- [Required task]:
Can you format every line of the data below as a numbered list, leaving out any blank lines?

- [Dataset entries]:
################

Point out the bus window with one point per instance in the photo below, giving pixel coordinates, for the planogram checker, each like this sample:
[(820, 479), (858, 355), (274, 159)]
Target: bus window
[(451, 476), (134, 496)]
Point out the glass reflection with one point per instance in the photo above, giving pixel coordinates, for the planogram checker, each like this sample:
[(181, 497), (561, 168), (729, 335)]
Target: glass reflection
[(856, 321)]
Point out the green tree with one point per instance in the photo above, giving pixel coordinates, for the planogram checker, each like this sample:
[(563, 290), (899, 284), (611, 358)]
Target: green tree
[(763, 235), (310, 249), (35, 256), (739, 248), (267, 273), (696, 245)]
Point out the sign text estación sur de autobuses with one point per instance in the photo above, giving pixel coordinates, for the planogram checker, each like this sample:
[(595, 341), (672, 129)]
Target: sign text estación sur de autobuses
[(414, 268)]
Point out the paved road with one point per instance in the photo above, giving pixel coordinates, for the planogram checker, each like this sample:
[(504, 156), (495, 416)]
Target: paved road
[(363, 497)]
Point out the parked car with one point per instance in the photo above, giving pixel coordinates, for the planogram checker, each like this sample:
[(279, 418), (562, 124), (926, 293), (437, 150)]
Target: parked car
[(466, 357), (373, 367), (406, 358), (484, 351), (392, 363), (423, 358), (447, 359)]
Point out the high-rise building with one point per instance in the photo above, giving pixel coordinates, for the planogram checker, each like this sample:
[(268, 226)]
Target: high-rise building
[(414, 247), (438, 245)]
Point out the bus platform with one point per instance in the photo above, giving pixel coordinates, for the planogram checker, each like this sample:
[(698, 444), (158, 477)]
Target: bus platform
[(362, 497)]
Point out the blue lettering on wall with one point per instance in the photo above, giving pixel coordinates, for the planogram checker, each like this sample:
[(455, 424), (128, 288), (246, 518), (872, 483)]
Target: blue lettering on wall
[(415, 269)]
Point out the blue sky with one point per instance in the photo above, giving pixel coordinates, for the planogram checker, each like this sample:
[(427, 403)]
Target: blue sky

################

- [Answer to this problem]:
1. Point out the bus window with one point per instance in the photo below, giving pixel coordinates, for the planogram checker, each like this sample:
2. [(820, 479), (858, 355), (274, 159)]
3. Target: bus window
4. [(451, 476), (134, 496)]
5. Point out the glass reflection with one point per instance in the photo above, giving pixel coordinates, for the planogram checker, each like this sample:
6. [(181, 497), (561, 168), (729, 335)]
7. Target: glass reflection
8. [(856, 321)]
9. Point out the green tree with one point per instance in the photo above, giving pixel coordinates, for the planogram checker, each like this sample:
10. [(563, 290), (899, 284), (611, 358)]
11. Target: green tree
12. [(763, 235), (310, 249), (35, 256), (739, 248), (267, 273), (696, 245)]
13. Point out the sign text estación sur de autobuses with one point per instance in the photo above, giving pixel coordinates, for the planogram checker, each like this sample:
14. [(595, 341), (672, 129)]
15. Target: sign text estación sur de autobuses
16. [(414, 268)]
17. Point out the paved road with one point per instance in the photo above, giving pixel coordinates, for the planogram checker, each like this sample:
18. [(504, 156), (495, 416)]
19. Target: paved road
20. [(363, 497)]
21. Point out the parked car with one point per instance in the photo above, giving pixel coordinates, for the planogram checker, each like this sample:
22. [(279, 418), (562, 124), (926, 293), (437, 150)]
23. Target: parked car
24. [(466, 357), (373, 367), (406, 358), (484, 351), (392, 363), (423, 358), (447, 359)]
25. Point out the high-rise building with one point per instance in the photo above, giving pixel coordinates, for the planogram checker, each like this sample:
26. [(268, 226)]
27. Target: high-rise building
28. [(414, 247), (438, 245)]
29. Point out the bus platform with one point per instance in the photo above, giving pixel coordinates, for the planogram checker, each like this sample:
30. [(698, 444), (158, 477)]
31. Target: bus platform
32. [(362, 497)]
33. Point out the blue lettering on wall with one point per instance in the photo above, giving pixel coordinates, for the planogram checker, each like this sample:
34. [(455, 424), (128, 288), (246, 518), (872, 483)]
35. Target: blue lettering on wall
36. [(415, 269)]
37. Point out the blue sky with one point per instance in the photo above, giving pixel coordinates, for the planogram checker, each like this sample:
38. [(427, 403)]
39. Target: blue sky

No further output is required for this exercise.